■ TASK OBJECTIVE:
Verbatim, and with nothing else, reproduce the data below from its first line through the line containing "the steel truss".

(Point localization data)
-=-=-

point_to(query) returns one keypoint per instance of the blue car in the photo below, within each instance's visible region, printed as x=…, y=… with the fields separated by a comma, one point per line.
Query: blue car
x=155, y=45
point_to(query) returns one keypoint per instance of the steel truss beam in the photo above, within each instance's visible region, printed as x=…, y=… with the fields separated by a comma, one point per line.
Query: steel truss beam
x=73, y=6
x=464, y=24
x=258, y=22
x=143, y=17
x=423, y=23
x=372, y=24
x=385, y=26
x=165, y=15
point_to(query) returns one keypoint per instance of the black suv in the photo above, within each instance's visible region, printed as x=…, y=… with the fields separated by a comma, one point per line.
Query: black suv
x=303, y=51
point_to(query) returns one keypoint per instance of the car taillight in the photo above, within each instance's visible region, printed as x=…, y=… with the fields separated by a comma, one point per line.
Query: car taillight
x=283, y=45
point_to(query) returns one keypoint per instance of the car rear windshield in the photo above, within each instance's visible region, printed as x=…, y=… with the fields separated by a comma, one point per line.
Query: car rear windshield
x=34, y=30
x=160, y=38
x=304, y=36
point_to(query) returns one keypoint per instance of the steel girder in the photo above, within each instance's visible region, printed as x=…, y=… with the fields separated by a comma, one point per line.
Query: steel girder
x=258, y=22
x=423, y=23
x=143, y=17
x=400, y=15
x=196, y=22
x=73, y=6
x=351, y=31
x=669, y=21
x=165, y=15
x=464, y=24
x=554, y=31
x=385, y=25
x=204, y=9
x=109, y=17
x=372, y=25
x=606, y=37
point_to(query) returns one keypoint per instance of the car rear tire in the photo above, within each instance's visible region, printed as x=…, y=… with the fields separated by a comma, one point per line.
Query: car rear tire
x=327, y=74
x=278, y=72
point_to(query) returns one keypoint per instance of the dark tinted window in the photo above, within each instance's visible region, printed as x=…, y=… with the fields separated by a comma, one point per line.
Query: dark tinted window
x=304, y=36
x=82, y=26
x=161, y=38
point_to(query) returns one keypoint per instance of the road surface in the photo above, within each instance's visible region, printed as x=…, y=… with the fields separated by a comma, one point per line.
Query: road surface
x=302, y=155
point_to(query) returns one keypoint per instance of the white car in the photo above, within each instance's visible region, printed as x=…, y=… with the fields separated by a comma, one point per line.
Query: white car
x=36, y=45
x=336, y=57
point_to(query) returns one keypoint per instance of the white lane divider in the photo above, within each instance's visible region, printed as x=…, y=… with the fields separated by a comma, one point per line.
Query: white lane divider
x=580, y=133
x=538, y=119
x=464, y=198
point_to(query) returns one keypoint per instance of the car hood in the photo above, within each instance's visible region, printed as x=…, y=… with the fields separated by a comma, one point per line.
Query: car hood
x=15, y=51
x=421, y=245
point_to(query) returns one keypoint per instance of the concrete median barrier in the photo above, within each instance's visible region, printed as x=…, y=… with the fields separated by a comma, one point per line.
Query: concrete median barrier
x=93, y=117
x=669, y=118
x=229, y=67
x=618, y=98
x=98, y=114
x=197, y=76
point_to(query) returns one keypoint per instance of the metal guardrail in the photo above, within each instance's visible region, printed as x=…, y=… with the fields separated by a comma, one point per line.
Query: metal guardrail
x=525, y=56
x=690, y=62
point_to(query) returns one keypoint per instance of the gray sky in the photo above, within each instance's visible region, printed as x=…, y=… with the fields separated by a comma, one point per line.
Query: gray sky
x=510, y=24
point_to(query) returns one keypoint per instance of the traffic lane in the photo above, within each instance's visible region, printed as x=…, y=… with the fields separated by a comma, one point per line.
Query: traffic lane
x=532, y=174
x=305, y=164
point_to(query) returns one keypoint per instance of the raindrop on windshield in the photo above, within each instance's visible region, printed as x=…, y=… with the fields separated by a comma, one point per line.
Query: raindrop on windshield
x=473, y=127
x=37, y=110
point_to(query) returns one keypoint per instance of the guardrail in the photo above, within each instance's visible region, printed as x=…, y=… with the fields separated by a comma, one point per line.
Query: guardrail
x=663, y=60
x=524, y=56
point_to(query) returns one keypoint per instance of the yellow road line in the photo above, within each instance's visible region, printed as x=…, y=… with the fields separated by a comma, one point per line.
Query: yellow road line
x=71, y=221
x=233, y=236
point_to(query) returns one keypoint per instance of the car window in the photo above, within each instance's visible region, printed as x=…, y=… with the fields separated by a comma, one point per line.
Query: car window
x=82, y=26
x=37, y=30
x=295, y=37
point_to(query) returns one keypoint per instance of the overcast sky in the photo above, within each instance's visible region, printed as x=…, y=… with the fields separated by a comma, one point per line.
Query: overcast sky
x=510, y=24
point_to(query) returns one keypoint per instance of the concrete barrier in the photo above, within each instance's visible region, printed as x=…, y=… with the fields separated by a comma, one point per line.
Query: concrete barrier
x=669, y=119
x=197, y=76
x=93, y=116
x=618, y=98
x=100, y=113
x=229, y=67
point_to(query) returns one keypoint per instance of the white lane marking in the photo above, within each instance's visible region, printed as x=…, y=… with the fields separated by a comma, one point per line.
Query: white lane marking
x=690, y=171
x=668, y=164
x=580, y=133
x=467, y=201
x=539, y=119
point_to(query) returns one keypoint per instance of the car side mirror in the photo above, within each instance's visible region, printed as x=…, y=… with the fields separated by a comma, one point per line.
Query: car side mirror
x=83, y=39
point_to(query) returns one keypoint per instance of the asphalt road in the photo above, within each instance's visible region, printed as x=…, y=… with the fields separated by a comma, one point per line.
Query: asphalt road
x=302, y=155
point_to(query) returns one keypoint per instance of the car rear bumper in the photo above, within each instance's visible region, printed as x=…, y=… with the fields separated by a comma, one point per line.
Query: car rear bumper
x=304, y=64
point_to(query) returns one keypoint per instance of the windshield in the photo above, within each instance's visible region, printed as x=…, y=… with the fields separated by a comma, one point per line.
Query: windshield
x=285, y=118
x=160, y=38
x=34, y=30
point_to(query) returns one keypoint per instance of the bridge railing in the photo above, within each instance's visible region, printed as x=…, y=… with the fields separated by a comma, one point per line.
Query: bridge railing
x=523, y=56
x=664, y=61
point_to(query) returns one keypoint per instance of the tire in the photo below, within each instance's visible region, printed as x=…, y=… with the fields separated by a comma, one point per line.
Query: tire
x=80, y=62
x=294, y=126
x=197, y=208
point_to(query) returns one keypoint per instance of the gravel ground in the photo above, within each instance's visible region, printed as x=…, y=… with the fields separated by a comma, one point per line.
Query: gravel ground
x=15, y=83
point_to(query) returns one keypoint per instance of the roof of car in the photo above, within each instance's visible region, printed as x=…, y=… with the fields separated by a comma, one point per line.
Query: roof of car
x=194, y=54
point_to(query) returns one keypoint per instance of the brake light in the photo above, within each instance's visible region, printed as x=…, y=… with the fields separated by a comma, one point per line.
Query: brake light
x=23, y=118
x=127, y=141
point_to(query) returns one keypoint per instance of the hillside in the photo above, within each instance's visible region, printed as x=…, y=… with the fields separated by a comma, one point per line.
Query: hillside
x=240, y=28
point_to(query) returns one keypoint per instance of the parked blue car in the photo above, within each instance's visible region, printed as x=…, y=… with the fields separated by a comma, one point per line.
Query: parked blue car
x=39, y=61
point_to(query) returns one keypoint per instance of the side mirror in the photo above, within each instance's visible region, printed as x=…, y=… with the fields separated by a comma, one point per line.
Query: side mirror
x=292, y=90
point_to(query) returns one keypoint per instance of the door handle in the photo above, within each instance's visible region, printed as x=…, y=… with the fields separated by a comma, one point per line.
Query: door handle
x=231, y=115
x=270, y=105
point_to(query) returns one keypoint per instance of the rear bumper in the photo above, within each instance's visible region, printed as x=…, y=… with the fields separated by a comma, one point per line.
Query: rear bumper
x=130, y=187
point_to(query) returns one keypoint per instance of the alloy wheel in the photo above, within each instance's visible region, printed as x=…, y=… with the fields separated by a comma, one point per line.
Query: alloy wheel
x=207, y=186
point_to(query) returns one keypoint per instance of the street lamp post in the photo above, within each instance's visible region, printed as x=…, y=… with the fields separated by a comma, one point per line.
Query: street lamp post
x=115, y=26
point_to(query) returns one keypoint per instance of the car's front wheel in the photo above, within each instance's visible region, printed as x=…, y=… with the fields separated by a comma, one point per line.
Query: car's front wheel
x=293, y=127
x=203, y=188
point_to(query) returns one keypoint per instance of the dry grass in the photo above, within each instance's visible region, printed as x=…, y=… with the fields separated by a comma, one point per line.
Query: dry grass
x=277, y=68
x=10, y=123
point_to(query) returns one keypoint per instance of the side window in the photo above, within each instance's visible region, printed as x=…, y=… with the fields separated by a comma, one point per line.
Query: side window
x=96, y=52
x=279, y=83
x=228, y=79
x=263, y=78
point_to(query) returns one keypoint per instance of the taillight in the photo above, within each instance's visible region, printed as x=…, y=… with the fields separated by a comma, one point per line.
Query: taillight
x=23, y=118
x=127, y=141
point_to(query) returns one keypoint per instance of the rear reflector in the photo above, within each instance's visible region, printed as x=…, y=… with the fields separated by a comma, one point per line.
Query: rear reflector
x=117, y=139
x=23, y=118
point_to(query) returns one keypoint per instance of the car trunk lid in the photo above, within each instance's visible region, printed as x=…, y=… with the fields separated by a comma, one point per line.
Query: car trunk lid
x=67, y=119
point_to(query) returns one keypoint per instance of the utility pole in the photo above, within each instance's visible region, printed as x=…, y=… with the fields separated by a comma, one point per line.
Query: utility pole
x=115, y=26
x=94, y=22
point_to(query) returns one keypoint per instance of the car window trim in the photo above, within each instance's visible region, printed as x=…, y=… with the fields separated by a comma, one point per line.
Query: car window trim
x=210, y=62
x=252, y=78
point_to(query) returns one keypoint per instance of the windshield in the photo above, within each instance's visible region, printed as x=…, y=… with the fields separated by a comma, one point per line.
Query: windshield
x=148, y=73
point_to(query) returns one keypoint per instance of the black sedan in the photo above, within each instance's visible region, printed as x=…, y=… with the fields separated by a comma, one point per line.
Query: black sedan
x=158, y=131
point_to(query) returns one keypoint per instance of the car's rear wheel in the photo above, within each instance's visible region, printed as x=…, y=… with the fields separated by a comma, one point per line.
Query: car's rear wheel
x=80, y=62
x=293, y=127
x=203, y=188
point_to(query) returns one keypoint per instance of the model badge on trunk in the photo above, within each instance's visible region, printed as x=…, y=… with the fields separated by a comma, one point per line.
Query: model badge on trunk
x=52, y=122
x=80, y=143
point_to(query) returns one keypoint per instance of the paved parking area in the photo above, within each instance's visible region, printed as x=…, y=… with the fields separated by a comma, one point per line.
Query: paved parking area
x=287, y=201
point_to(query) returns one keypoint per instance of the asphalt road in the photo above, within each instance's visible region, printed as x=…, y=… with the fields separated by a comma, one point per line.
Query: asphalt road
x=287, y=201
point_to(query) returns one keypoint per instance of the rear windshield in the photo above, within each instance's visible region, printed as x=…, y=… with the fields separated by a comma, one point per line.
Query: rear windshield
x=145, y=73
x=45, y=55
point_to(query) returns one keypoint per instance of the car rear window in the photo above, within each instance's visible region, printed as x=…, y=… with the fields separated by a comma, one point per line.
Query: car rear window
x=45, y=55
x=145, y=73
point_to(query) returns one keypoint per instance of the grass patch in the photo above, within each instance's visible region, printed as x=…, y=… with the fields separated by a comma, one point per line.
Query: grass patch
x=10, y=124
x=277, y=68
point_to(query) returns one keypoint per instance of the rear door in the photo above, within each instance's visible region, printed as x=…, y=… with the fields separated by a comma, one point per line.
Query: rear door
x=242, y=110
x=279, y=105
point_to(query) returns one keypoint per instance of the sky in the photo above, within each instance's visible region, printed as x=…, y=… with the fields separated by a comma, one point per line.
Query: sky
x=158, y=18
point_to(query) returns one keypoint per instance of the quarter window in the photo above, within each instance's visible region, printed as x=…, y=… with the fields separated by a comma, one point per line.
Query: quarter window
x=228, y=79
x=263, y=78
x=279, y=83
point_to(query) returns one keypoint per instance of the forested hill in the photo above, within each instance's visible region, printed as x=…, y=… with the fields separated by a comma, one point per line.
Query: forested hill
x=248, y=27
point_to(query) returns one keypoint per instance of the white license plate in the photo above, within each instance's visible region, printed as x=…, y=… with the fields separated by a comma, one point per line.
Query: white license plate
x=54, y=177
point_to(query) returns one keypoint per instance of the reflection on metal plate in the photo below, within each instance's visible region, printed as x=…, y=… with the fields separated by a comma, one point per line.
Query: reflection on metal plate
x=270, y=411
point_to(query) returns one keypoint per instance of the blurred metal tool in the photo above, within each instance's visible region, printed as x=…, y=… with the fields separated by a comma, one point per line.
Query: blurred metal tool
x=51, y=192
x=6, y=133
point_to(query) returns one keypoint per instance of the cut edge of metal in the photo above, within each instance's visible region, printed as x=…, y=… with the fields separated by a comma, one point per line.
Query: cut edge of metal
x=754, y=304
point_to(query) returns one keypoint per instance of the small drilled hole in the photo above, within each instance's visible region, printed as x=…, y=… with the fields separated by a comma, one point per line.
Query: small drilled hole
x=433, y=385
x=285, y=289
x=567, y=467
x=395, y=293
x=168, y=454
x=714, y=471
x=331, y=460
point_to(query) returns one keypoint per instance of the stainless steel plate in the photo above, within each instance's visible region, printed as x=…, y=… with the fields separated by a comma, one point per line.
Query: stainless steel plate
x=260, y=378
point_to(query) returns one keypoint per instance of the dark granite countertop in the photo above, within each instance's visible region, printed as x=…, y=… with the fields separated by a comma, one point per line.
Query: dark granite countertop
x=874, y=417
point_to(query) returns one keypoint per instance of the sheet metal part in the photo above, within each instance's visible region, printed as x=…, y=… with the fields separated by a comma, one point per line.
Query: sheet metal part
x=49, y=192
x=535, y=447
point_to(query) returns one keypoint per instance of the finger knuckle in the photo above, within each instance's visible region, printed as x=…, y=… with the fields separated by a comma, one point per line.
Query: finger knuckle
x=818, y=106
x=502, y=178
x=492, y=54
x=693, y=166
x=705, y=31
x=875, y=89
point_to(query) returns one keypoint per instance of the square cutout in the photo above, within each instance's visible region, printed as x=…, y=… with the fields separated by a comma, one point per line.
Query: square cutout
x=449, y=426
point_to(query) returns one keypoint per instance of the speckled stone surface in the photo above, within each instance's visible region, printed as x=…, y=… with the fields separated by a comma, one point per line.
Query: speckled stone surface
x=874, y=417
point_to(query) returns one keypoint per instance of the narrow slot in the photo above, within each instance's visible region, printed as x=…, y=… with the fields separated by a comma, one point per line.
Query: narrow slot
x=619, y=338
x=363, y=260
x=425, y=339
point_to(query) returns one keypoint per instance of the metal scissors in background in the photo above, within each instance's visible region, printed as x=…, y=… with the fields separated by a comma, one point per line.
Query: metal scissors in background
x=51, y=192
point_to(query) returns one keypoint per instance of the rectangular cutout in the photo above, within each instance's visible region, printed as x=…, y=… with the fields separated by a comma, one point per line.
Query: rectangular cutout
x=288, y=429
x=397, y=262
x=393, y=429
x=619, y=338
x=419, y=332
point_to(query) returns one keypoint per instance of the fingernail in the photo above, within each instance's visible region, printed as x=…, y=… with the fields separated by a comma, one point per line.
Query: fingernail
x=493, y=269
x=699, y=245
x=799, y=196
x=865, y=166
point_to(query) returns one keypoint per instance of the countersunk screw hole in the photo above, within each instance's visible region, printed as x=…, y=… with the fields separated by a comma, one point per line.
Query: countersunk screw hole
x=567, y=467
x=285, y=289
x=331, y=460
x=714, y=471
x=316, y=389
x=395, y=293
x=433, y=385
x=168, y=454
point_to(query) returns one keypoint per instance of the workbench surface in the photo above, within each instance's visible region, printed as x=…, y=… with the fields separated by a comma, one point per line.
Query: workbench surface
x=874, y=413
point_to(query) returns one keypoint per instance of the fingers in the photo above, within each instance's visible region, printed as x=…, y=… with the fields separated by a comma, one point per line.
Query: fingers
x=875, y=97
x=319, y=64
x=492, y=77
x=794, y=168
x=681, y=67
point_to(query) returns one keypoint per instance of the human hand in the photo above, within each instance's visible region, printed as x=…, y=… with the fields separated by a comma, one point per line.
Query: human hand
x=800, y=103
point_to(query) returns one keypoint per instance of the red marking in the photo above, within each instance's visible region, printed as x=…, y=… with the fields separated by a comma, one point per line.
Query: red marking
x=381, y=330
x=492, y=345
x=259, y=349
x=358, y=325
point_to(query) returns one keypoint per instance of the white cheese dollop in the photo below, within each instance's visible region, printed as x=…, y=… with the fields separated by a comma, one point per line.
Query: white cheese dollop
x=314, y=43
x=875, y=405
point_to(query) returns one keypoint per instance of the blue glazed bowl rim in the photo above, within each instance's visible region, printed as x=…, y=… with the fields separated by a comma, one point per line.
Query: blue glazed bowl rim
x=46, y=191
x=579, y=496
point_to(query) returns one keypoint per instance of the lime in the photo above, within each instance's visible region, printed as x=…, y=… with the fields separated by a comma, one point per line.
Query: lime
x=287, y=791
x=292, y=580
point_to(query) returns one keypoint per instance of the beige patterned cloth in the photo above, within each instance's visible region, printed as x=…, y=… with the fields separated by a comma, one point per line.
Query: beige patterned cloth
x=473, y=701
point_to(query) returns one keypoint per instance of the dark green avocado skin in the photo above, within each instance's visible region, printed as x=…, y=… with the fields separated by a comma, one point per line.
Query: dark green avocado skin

-=-=-

■ OUTPUT:
point_to(query) returns one keypoint per instance of the blue car in the photo below, within each instance's visible region, printed as x=…, y=… with the fields separated by a comma, one point per line.
Query: blue car
x=155, y=45
point_to(query) returns one keypoint per instance of the steel truss beam in the photo above, within each instance's visible region, printed as x=…, y=… with the fields separated by a comma, one point per line.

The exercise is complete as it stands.